Recopiez fidèlement le texte sur les femmes dans le management, depuis les mots « Ces dernières décennies, les » jusqu'aux mots « associées au masculin. » inclus.

▶ Texte proposé

___

Ces dernières décennies, les femmes ont dû se faire une place dans un monde du travail construit par et pour les hommes. Un phénomène bien résumé par l’adage « think manager, think male » (pensez manager, pensez masculin), consacré en 1973 par la chercheuse américaine Virginia Ellen Schein, ayant démontré la corrélation entre stéréotypes masculins et leadership. Pour Isabel Boni-Legoff, sociologue, cette croyance est toujours en vigueur aujourd’hui. Dans son article intitulé « Corps à l’ouvrage, masculinité hégémonique et sexualité dans le travail managérial » (extrait de Féminisme et Management, état et enjeux de la recherche francophone, éd. PUL, 2024), elle explique que ce sont les normes de la « masculinité hégémonique » qui structurent cet univers : les qualités requises pour être considéré comme un bon manager sont associées au masculin.
Prenons l’exemple du conseil en management, où la hiérarchie est particulièrement marquée. La sociologue y observe une valorisation de figures professionnelles viriles, à travers les « récits admiratifs des coups d’éclat et des coups de force de consultants expérimentés caractérisés par leur “culot” », et malgré l’augmentation du nombre de femmes dans ces milieux, cet idéal n’a pas changé. « Au contraire », observe Isabel Boni-Legoff, qui souligne « une insistance sur les traits professionnels les plus virils ».
Alors en réponse, pour occuper les postes de dirigeantes, les femmes doivent se comporter « comme » des hommes… tout en faisant face à des attentes fondées sur leur genre. Une posture impossible, résumée par Judy Wajcman et citée dans l’article de la sociologue : « Étant donné que les règles du jeu des interactions sur le lieu de travail sont masculines, les femmes cadres sont toujours dans une position précaire, obligées de chercher à négocier entre des demandes contradictoires : être féminine et se comporter comme un homme d’affaires. »
« C’est triste, mais à chaque fois que j’ai été managée par une femme, ça c’est mal passé »

___

▶ Données présentées
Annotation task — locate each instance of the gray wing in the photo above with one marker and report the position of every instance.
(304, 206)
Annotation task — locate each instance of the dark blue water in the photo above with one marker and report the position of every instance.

___

▶ Réponse rédigée
Ces dernières décennies, les femmes ont dû se faire une place dans un monde du travail construit par et pour les hommes. Un phénomène bien résumé par l’adage « think manager, think male » (pensez manager, pensez masculin), consacré en 1973 par la chercheuse américaine Virginia Ellen Schein, ayant démontré la corrélation entre stéréotypes masculins et leadership. Pour Isabel Boni-Legoff, sociologue, cette croyance est toujours en vigueur aujourd’hui. Dans son article intitulé « Corps à l’ouvrage, masculinité hégémonique et sexualité dans le travail managérial » (extrait de Féminisme et Management, état et enjeux de la recherche francophone, éd. PUL, 2024), elle explique que ce sont les normes de la « masculinité hégémonique » qui structurent cet univers : les qualités requises pour être considéré comme un bon manager sont associées au masculin.